- **The data**:
------
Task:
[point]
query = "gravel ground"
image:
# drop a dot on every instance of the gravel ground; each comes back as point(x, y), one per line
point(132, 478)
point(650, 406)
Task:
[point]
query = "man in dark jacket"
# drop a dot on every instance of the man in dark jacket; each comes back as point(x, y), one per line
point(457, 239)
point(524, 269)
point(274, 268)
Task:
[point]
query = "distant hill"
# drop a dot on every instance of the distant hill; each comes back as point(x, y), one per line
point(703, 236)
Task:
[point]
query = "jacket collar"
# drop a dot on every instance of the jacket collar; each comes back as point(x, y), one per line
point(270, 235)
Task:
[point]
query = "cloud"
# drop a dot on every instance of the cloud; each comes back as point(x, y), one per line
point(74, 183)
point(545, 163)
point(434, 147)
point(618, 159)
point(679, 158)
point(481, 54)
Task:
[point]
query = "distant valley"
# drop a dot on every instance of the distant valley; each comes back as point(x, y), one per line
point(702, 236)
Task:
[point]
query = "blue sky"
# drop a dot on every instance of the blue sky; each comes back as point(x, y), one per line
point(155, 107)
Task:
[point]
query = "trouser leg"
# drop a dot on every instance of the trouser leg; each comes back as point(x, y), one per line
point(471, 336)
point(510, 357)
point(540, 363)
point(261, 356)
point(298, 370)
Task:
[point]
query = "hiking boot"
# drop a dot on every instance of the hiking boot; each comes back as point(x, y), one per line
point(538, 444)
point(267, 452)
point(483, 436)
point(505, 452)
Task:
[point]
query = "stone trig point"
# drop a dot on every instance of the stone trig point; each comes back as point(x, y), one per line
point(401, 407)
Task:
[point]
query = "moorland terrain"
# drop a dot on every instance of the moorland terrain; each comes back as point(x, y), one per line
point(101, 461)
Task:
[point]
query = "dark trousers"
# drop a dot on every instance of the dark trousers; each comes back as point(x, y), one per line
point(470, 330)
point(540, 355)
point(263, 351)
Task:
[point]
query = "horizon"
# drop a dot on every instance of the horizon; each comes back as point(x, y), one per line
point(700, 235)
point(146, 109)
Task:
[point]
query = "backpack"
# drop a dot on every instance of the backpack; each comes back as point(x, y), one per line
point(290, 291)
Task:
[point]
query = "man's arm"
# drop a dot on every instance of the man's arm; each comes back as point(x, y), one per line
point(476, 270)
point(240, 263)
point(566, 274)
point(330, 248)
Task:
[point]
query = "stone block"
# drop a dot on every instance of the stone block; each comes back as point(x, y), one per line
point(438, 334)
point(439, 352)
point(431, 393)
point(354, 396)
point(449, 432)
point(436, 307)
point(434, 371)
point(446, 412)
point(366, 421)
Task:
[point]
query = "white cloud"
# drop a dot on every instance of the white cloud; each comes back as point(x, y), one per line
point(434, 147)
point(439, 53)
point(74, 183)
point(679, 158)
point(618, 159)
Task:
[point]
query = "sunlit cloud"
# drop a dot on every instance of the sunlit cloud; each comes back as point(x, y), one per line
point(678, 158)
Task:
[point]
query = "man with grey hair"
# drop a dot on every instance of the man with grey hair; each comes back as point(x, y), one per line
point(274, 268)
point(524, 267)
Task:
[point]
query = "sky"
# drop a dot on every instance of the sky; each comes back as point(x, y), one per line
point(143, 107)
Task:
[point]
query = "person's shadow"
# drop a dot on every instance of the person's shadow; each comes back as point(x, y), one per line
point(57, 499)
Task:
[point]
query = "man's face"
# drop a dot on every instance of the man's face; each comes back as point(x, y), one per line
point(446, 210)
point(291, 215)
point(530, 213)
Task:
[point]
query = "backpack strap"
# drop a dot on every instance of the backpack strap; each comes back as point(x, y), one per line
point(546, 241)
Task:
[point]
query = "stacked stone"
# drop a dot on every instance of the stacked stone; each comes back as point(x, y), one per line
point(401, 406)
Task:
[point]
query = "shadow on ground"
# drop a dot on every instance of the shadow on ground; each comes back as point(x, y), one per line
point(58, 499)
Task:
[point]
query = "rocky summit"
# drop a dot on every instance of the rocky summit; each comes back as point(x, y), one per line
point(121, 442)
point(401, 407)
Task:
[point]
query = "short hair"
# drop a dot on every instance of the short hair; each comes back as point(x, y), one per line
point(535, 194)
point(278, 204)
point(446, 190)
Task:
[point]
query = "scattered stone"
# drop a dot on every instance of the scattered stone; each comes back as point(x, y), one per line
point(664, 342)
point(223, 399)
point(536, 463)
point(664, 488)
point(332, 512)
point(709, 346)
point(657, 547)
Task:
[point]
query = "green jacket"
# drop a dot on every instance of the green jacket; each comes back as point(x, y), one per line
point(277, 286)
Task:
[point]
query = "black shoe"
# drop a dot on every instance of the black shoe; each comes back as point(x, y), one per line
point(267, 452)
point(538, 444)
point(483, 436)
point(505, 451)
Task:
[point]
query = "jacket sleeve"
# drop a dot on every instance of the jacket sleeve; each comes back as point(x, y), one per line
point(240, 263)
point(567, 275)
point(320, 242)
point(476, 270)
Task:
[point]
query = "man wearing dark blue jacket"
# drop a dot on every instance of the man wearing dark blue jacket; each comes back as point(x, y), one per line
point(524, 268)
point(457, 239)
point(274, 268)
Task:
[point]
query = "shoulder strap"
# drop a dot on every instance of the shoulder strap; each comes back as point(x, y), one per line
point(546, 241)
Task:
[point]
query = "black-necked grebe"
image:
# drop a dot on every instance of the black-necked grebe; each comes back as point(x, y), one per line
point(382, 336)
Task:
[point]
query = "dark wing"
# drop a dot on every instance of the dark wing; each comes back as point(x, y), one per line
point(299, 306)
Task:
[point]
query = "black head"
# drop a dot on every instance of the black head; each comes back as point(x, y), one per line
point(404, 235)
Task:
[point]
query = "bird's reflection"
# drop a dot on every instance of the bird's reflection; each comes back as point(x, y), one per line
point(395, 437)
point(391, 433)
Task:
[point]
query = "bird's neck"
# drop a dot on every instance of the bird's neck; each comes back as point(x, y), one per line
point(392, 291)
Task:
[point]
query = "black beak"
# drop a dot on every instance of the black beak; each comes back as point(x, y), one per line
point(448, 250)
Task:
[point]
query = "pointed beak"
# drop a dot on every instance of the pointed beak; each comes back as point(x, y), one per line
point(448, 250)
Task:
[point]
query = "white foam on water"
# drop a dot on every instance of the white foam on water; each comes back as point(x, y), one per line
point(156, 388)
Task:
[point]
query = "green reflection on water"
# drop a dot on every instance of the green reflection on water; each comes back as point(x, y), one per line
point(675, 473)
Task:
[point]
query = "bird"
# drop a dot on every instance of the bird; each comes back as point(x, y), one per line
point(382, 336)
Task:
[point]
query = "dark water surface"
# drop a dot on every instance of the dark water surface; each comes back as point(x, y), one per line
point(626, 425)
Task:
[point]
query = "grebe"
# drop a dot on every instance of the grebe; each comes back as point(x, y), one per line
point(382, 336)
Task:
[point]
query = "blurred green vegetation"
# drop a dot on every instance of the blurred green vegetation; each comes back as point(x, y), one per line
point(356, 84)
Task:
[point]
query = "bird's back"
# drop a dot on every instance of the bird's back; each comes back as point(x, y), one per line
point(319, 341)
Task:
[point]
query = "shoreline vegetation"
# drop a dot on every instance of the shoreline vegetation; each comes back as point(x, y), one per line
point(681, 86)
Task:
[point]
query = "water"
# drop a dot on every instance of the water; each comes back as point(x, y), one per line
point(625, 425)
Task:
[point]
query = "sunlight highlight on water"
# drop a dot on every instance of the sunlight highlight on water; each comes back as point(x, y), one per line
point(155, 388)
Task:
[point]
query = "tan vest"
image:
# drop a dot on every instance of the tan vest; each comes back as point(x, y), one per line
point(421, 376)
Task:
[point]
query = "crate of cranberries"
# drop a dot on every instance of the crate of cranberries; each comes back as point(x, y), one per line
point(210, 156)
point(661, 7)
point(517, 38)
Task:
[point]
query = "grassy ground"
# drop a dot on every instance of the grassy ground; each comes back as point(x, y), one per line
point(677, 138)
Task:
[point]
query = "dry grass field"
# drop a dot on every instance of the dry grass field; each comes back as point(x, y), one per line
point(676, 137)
------
- **Set problem**: Duplicate the stretch of the listing from its start through the line containing "point(270, 235)", both ends included.

- **Output of the task**:
Task:
[point]
query = "gravel ground"
image:
# drop a dot on every instance of the gravel ground; each comes back as point(x, y), one per line
point(132, 478)
point(650, 406)
Task:
[point]
query = "man in dark jacket"
# drop a dot on every instance of the man in dark jacket; each comes back as point(x, y), one per line
point(457, 239)
point(524, 269)
point(274, 268)
Task:
[point]
query = "distant hill"
# drop a dot on every instance of the distant hill; each comes back as point(x, y), one per line
point(703, 236)
Task:
[point]
query = "jacket collar"
# drop a dot on every instance of the jacket collar; each comes back as point(x, y), one per line
point(270, 235)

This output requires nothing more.